_Tasks_
1: Translate this sentence from the post about QA Day into Spanish: "On QA Day all programmers become QA engineers for one day."
2: According to the post about QA Day, who is the actual boss for the day?
3: Carry on the post about QA Day from the point where it stops.
┌─ Document passage
I recently posted why I think that to excel in QA and in Programming are mutually exclusive. Today I'd like to introduce you to a tool I find very useful for a software project's evolution, even if it may seem to contradict my previous claims (it doesn't contradict, really, it just seems to)...

On QA Day all programmers become QA engineers for one day. Typically, the QA team/department leader is responsible to divide the work between her temporary "employees". She's the actual boss for the day, and all programmers (including team leaders) must follow her orders. With large teams, some of the QA engineers move between the programmers to help them out with things they don't know, the rest participate in testing with the programmers. A primary requirement is that a programmer will test the parts of the application she hasn't written. I know that the previous statement was in bold, but I want to emphasize it again: putting a programmer to test a feature she has written would be a complete waste of time and miss the whole point of QA Day.

Which brings us to the inevitable question - what's the point? Why would you waste the programmers' valuable time doing stuff I claim myself they cannot be really good at (assuming you have really good programmers)?
└─
┌─ Dataset excerpts
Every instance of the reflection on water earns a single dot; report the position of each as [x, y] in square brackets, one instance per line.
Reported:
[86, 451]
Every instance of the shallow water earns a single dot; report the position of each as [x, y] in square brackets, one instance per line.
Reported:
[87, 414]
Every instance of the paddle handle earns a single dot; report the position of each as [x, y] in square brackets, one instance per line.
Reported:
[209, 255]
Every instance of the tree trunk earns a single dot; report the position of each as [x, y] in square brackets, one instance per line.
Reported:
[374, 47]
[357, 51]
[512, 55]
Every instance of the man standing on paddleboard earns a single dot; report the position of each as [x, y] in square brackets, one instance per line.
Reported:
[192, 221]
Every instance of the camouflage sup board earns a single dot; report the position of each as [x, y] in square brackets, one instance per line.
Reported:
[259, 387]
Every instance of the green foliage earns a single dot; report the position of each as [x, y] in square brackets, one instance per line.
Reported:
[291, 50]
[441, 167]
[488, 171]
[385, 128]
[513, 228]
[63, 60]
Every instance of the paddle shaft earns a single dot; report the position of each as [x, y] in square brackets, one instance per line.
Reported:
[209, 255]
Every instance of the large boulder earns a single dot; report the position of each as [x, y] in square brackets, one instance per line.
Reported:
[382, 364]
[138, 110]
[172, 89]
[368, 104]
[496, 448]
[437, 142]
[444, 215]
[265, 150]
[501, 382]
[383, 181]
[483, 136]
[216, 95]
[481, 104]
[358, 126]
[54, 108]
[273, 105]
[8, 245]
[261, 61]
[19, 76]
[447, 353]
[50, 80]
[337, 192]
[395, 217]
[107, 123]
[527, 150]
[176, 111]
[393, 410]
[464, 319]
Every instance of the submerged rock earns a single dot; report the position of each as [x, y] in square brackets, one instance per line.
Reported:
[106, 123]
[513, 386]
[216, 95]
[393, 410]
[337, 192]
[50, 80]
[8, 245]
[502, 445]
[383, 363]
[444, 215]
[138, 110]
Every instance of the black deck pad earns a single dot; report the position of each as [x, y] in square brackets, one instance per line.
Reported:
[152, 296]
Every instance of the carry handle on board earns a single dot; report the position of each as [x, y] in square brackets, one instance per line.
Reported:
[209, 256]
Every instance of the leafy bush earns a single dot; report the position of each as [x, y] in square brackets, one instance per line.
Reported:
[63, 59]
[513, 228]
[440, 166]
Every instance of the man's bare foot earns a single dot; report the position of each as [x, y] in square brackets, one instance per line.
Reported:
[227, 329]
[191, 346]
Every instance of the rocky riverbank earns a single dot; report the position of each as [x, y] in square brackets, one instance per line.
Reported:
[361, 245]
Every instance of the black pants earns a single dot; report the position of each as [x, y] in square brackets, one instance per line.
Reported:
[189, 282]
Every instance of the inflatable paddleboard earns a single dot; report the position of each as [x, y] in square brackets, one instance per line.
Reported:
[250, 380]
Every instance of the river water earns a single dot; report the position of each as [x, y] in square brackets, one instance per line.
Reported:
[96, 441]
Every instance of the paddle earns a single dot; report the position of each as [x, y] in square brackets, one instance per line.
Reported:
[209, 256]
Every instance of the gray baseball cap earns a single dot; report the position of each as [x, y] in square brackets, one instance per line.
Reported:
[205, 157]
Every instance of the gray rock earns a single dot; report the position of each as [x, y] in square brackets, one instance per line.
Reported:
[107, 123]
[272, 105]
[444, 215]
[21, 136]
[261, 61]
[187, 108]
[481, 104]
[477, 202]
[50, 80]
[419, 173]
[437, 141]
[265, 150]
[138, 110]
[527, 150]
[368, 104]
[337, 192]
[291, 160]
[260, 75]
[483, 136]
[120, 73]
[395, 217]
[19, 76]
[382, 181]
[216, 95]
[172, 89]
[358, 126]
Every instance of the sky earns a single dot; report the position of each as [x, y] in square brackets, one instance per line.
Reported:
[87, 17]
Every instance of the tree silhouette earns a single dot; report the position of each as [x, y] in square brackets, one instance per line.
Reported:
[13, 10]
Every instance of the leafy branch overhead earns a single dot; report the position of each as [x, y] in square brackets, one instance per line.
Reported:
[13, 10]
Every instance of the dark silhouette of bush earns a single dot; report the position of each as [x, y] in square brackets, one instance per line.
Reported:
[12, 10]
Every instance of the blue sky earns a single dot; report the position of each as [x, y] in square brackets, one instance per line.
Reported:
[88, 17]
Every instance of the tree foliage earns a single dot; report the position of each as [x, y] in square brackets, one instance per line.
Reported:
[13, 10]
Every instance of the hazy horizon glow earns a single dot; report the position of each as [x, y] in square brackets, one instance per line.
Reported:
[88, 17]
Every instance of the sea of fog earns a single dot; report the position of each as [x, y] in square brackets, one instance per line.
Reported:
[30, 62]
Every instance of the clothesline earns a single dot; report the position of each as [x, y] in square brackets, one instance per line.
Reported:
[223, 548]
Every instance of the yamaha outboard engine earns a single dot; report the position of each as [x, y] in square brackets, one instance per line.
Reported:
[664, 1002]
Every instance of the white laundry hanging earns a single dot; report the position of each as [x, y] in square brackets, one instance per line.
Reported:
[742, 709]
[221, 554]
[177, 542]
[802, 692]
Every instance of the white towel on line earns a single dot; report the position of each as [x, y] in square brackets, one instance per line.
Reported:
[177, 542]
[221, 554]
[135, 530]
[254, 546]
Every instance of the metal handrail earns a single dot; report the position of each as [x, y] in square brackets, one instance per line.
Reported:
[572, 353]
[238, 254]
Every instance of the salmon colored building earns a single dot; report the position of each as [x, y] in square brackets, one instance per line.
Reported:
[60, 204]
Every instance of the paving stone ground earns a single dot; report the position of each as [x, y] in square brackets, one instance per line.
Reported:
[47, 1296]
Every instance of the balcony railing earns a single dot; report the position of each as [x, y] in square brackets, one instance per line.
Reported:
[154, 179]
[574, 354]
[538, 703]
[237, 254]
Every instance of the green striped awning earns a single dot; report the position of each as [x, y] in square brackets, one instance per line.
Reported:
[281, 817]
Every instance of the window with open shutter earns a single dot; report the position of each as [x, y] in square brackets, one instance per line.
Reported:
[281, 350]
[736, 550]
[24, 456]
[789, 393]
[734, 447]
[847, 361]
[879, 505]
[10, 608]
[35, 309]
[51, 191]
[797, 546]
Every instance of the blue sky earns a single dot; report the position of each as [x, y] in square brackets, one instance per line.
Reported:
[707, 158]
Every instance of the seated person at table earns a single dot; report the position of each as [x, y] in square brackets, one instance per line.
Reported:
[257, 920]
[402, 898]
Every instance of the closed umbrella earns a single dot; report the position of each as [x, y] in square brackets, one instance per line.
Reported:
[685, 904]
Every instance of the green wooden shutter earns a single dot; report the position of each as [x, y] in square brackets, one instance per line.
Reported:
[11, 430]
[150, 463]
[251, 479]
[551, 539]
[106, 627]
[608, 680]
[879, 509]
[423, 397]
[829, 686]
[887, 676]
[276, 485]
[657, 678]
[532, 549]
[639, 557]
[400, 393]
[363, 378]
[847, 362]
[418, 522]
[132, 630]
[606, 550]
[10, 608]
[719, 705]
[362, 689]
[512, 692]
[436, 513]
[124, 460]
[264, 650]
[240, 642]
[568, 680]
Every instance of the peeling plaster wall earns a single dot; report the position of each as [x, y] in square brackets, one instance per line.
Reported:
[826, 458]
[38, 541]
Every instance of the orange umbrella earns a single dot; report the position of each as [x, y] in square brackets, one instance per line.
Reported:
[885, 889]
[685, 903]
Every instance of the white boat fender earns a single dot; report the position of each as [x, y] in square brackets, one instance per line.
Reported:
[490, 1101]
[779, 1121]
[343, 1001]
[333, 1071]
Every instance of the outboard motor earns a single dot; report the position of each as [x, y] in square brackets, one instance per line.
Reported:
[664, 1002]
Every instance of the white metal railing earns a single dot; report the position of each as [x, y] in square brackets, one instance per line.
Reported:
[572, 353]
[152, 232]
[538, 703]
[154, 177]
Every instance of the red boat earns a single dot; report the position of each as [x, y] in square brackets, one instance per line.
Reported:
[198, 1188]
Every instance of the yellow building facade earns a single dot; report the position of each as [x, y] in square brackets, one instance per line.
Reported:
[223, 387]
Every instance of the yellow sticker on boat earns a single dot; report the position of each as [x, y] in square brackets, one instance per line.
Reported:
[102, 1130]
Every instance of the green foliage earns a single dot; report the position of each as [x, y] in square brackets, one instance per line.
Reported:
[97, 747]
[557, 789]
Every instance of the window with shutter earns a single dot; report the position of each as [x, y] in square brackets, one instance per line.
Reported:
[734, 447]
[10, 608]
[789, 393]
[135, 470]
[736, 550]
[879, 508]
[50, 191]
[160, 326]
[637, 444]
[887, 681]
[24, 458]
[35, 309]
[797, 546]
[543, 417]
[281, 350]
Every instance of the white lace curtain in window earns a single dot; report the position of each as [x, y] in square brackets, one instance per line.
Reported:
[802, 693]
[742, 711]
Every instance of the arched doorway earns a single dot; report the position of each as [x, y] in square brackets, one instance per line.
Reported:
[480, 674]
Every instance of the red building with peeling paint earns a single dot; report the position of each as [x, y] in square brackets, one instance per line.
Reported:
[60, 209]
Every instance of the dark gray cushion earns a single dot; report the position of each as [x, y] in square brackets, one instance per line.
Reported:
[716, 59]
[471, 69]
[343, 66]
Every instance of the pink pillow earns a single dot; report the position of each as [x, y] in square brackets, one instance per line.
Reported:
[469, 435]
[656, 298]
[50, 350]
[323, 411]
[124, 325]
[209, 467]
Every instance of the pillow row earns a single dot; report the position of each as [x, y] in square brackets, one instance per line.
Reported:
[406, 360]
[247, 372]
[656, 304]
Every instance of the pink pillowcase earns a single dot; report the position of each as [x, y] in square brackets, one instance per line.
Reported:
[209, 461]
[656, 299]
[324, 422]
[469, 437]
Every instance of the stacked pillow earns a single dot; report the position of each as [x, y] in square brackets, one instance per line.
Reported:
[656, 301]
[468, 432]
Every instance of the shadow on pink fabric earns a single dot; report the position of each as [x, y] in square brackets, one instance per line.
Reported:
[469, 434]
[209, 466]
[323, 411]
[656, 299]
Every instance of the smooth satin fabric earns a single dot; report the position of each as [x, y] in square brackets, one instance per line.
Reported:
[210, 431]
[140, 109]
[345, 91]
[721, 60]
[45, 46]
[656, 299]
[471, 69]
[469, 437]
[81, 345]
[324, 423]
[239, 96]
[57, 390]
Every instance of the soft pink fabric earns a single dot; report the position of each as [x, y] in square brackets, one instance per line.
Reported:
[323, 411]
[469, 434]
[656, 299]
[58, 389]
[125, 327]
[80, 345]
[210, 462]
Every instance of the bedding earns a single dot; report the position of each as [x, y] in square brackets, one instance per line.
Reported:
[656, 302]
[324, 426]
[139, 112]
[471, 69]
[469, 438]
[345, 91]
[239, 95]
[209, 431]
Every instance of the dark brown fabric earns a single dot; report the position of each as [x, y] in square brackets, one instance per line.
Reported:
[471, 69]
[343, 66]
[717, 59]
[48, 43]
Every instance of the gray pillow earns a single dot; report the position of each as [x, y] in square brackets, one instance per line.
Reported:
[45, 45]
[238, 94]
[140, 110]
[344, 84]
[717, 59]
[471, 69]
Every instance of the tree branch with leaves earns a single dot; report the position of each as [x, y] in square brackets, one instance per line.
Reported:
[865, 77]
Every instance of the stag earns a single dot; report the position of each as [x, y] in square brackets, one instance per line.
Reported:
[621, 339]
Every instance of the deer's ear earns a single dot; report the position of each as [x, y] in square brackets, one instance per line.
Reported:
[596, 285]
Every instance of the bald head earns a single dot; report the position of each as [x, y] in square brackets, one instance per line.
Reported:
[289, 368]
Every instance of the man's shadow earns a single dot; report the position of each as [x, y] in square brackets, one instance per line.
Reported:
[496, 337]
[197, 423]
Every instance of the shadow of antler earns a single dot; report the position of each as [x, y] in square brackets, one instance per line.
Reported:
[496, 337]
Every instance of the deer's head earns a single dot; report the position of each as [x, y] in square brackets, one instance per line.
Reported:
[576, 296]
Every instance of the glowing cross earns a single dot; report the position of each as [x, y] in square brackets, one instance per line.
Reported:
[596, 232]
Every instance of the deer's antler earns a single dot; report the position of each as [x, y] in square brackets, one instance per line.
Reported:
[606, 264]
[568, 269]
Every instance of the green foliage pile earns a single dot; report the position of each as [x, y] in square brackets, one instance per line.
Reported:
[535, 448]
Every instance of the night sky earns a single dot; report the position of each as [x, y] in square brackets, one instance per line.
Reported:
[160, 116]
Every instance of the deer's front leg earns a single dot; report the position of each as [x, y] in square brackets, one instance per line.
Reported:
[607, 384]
└─
_Results_
1: En el Día de QA, todos los programadores se convierten en ingenieros de QA por un día.

2: The QA team/department leader.

3:
  1. By putting a lot of efforts in QA for a short period of time, you can often produce a rather good overview of the real fitness of your application. When done at the right timing, QA Day is an invaluable tool to find out where you stand and how you are going to meet your deadlines. Do it too early, and you will have large parts of your release uncovered. Do it too late, and you might find yourself with much more bugs than time allows to handle. Do it on time, and you'll know where you stand and have the time to act accordingly - in one day!!!
  2. All programmers know the features they work on perfectly (hopefully). They are usually also well acquainted with some other portions of the application. We all have, however, "black zones" - parts of the applications we don't know at all (even at a user level). By forcing programmers to test their "black zones" you gain twice:
    1. The programmers get to know the whole application to a much better degree, which will open their mind and let them see the "whole picture". This in itself could be enough a reason to do a QA Day once in a while.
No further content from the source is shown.